(Region annotation entries)
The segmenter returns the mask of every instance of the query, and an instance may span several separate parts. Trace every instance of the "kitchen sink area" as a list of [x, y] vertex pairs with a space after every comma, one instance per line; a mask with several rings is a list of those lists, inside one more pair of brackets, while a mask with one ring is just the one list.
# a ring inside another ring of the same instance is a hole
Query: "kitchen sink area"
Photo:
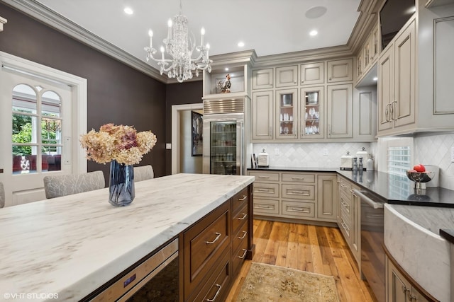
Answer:
[[429, 294], [450, 301], [450, 244], [440, 229], [454, 228], [454, 209], [384, 205], [384, 245]]

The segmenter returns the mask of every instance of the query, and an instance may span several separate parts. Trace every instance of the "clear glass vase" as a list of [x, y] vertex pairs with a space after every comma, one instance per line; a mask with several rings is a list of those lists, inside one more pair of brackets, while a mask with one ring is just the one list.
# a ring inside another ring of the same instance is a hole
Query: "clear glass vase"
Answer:
[[109, 202], [115, 207], [124, 207], [133, 202], [135, 190], [132, 165], [111, 161], [109, 195]]

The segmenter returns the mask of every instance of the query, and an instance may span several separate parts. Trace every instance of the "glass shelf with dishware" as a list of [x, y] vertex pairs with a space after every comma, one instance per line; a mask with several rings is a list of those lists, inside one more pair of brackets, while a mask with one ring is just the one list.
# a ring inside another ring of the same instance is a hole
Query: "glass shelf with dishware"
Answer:
[[323, 137], [323, 86], [301, 91], [301, 115], [302, 120], [301, 137], [317, 139]]

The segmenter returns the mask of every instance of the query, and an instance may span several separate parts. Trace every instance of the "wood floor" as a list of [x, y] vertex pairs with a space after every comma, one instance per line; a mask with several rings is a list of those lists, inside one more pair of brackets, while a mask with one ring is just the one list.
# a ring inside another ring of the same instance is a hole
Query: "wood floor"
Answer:
[[[338, 228], [254, 219], [253, 262], [334, 276], [341, 302], [375, 302]], [[250, 267], [247, 260], [227, 301], [235, 301]]]

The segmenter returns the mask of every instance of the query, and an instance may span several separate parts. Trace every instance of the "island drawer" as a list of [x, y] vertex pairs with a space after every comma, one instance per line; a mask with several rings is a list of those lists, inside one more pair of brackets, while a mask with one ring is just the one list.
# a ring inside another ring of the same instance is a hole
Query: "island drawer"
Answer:
[[207, 279], [201, 289], [196, 292], [196, 296], [193, 298], [187, 299], [187, 301], [222, 301], [229, 292], [229, 284], [231, 279], [231, 262], [226, 255], [218, 263], [213, 274]]
[[243, 240], [239, 248], [232, 253], [232, 272], [233, 272], [233, 276], [236, 274], [237, 270], [246, 259], [247, 252], [248, 240]]
[[248, 219], [249, 213], [248, 211], [248, 205], [245, 205], [240, 211], [233, 216], [232, 234], [235, 234], [238, 231], [238, 228], [240, 228], [243, 223], [248, 221]]
[[255, 176], [255, 182], [278, 182], [279, 172], [249, 171], [250, 176]]
[[254, 198], [254, 215], [272, 215], [279, 214], [279, 200]]
[[315, 202], [315, 185], [282, 184], [282, 198]]
[[232, 211], [235, 213], [240, 210], [249, 201], [248, 187], [245, 187], [240, 192], [232, 197]]
[[286, 182], [315, 183], [315, 178], [311, 173], [282, 173], [282, 181]]
[[313, 202], [282, 201], [282, 216], [290, 218], [315, 217], [315, 204]]
[[254, 197], [279, 197], [279, 183], [254, 182]]
[[248, 241], [248, 223], [243, 223], [236, 233], [232, 235], [232, 251], [233, 253], [243, 241]]
[[230, 208], [229, 199], [183, 234], [185, 299], [218, 263], [231, 245]]

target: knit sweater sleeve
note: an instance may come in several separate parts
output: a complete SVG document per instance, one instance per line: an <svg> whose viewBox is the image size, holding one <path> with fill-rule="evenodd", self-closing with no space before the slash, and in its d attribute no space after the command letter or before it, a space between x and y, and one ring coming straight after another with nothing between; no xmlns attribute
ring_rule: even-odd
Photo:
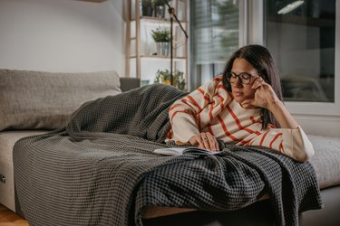
<svg viewBox="0 0 340 226"><path fill-rule="evenodd" d="M296 161L305 162L314 155L314 147L301 128L270 128L252 138L248 145L277 150Z"/></svg>
<svg viewBox="0 0 340 226"><path fill-rule="evenodd" d="M187 144L192 136L199 133L199 113L212 101L220 81L221 78L218 77L205 83L170 107L169 118L171 123L172 140Z"/></svg>

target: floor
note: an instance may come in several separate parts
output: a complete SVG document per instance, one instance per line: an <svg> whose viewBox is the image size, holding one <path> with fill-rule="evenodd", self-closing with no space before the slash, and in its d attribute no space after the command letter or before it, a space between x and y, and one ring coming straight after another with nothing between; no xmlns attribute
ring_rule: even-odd
<svg viewBox="0 0 340 226"><path fill-rule="evenodd" d="M28 226L28 221L0 204L0 226Z"/></svg>

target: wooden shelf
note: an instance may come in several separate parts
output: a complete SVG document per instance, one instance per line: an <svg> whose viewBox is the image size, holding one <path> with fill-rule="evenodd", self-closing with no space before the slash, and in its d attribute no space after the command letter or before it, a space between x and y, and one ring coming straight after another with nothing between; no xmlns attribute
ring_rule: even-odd
<svg viewBox="0 0 340 226"><path fill-rule="evenodd" d="M157 27L170 30L170 15L165 14L163 18L154 16L154 14L153 16L143 15L141 9L142 0L127 1L129 3L129 21L127 23L125 74L140 78L141 80L152 81L158 71L170 70L170 52L169 55L151 55L157 52L157 45L152 38L151 31ZM181 25L187 30L189 25L187 1L172 0L171 3ZM172 50L172 70L184 72L186 80L188 80L188 42L175 19L173 20Z"/></svg>
<svg viewBox="0 0 340 226"><path fill-rule="evenodd" d="M335 19L312 18L298 15L269 15L268 22L293 24L297 25L307 25L316 27L335 27Z"/></svg>

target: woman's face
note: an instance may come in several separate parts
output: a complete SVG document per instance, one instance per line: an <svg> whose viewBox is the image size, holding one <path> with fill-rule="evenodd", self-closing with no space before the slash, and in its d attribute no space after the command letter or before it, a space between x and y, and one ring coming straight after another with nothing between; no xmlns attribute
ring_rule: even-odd
<svg viewBox="0 0 340 226"><path fill-rule="evenodd" d="M234 60L231 72L234 77L230 80L230 86L235 100L238 103L241 103L245 99L254 99L256 89L251 89L251 86L256 78L258 77L257 71L245 59L236 58ZM240 82L239 76L238 75L241 75L242 73L247 73L247 76L250 76L249 84L242 84Z"/></svg>

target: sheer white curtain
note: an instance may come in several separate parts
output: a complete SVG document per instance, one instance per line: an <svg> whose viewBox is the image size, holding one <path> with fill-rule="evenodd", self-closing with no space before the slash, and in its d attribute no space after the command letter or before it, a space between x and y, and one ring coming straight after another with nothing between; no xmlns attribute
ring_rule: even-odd
<svg viewBox="0 0 340 226"><path fill-rule="evenodd" d="M190 89L223 71L238 48L238 0L190 0Z"/></svg>

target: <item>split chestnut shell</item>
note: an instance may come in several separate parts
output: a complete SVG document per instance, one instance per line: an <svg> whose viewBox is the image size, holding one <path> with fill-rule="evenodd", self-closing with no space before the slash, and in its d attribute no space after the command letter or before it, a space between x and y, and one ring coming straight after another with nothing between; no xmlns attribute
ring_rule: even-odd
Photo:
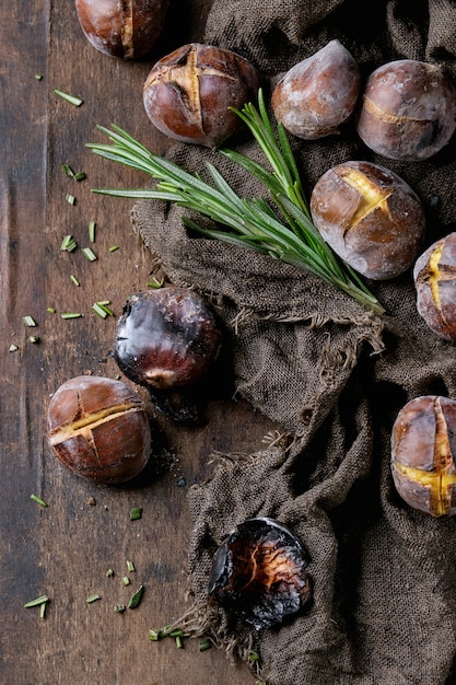
<svg viewBox="0 0 456 685"><path fill-rule="evenodd" d="M214 556L209 597L256 629L280 624L311 600L307 564L288 527L268 518L247 519Z"/></svg>

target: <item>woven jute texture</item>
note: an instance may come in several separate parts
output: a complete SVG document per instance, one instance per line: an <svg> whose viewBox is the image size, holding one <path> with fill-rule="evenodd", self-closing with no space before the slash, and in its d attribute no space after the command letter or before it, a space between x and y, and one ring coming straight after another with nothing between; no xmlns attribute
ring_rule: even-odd
<svg viewBox="0 0 456 685"><path fill-rule="evenodd" d="M440 63L456 83L456 3L451 0L215 0L204 42L260 71L268 97L280 76L338 38L363 79L393 59ZM247 135L230 142L256 159ZM339 136L292 140L307 195L334 164L370 160L396 172L426 213L426 245L455 230L456 141L420 163L370 152L353 120ZM169 158L206 175L208 161L244 196L256 182L217 151L176 143ZM190 235L182 210L139 201L133 229L169 280L214 303L238 396L284 436L249 455L217 455L189 491L191 599L184 623L233 655L255 648L269 685L439 685L456 649L456 529L400 500L390 475L398 410L424 394L456 397L456 347L420 318L411 272L369 283L385 306L363 310L299 269ZM209 457L209 455L208 455ZM246 518L288 525L306 547L312 606L249 634L206 604L212 556Z"/></svg>

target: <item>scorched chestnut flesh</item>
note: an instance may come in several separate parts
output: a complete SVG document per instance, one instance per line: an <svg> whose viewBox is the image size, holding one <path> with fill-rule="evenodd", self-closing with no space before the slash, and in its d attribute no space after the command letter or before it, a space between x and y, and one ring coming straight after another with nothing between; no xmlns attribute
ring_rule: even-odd
<svg viewBox="0 0 456 685"><path fill-rule="evenodd" d="M280 624L311 600L306 554L281 523L247 519L217 552L209 596L260 629Z"/></svg>

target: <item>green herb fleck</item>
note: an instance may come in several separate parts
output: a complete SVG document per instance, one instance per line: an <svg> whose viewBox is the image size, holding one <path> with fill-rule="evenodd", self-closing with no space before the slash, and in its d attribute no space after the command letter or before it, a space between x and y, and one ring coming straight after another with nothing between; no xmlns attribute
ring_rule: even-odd
<svg viewBox="0 0 456 685"><path fill-rule="evenodd" d="M78 247L78 243L72 235L66 235L61 242L60 249L62 252L73 252Z"/></svg>
<svg viewBox="0 0 456 685"><path fill-rule="evenodd" d="M79 312L62 312L60 316L61 318L81 318L82 314Z"/></svg>
<svg viewBox="0 0 456 685"><path fill-rule="evenodd" d="M206 652L206 650L210 648L211 648L211 642L209 638L201 638L199 641L199 651Z"/></svg>
<svg viewBox="0 0 456 685"><path fill-rule="evenodd" d="M83 103L83 100L81 100L80 97L77 97L75 95L70 95L69 93L65 93L63 91L59 91L58 89L55 89L54 92L56 93L56 95L58 95L62 100L66 100L70 103L70 105L74 105L75 107L79 107Z"/></svg>
<svg viewBox="0 0 456 685"><path fill-rule="evenodd" d="M138 590L131 595L128 602L128 608L137 608L141 604L142 595L144 594L144 585L140 585Z"/></svg>
<svg viewBox="0 0 456 685"><path fill-rule="evenodd" d="M130 521L136 521L137 519L140 519L142 515L142 509L141 507L135 507L131 511L130 511Z"/></svg>
<svg viewBox="0 0 456 685"><path fill-rule="evenodd" d="M42 507L47 507L47 502L45 502L45 500L38 497L37 495L31 495L31 499L33 499L34 502L37 502Z"/></svg>

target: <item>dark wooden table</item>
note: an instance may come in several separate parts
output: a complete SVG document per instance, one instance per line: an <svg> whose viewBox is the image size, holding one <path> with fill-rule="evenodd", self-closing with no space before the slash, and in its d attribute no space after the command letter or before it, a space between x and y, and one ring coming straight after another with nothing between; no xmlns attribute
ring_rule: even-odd
<svg viewBox="0 0 456 685"><path fill-rule="evenodd" d="M2 685L254 682L246 666L229 666L217 649L200 652L197 640L184 649L172 639L151 642L148 630L188 608L188 488L210 475L214 450L259 449L268 421L234 402L229 388L208 398L200 428L157 416L169 464L141 487L97 487L78 478L50 454L46 437L49 397L62 382L118 373L109 353L116 321L128 295L147 289L151 270L151 256L131 230L131 201L91 193L144 179L115 165L107 174L106 162L84 144L100 139L97 124L114 121L155 152L166 151L168 141L143 111L143 81L161 56L201 38L209 7L210 0L172 0L160 44L139 62L96 51L80 30L73 0L0 7ZM65 102L55 89L83 104ZM62 164L86 178L74 181ZM89 245L92 221L96 262L80 249ZM67 234L79 246L71 254L60 249ZM113 245L119 248L109 252ZM93 313L96 300L109 300L115 316ZM61 312L83 316L67 321ZM24 316L36 327L25 326ZM39 341L30 341L31 335ZM135 507L142 518L130 521ZM127 560L136 571L128 572ZM124 576L129 587L121 584ZM115 613L140 584L140 606ZM93 593L101 600L89 604ZM43 594L50 600L44 618L38 608L24 608Z"/></svg>

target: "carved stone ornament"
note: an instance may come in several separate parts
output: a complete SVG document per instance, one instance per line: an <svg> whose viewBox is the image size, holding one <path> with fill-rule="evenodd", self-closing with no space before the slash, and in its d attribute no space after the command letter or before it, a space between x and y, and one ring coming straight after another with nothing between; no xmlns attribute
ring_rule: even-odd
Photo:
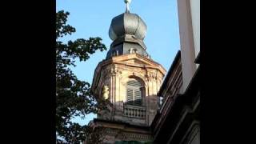
<svg viewBox="0 0 256 144"><path fill-rule="evenodd" d="M107 86L103 86L102 94L103 94L104 99L109 98L110 91L109 91L109 87Z"/></svg>

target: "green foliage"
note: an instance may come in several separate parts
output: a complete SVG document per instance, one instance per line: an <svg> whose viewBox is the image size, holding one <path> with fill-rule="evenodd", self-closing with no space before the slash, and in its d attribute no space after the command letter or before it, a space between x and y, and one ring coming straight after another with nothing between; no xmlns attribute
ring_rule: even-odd
<svg viewBox="0 0 256 144"><path fill-rule="evenodd" d="M90 127L70 120L74 116L84 118L87 114L97 113L104 107L104 101L94 97L90 85L78 79L70 66L75 66L77 59L86 61L90 54L106 50L106 47L100 38L79 38L67 43L59 41L75 32L75 28L66 24L69 14L64 10L56 13L56 132L66 141L58 139L57 143L79 143L90 136Z"/></svg>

▶ [AIM OF THE TASK]: Update the lines starting at the one containing "target: <item>scorched chestnut flesh</item>" and ending at the one containing "624L311 600L306 554L281" by replacing "even-odd" with "nonzero", leaving all else unchanged.

▶ [RESPONSE]:
target: <item>scorched chestnut flesh</item>
note: an instance may come in several separate parts
output: a complete SVG document per instance, one instance per line: an <svg> whose viewBox is the image size, holding one <path> with fill-rule="evenodd", self-closing with no space before the slash, and in its d attribute no space after the command letter or before it, a space between x and y, and one ring coming straight after another with nothing between; no xmlns attribute
ring_rule: nonzero
<svg viewBox="0 0 456 685"><path fill-rule="evenodd" d="M280 624L311 600L306 554L281 523L247 519L217 552L209 596L260 629Z"/></svg>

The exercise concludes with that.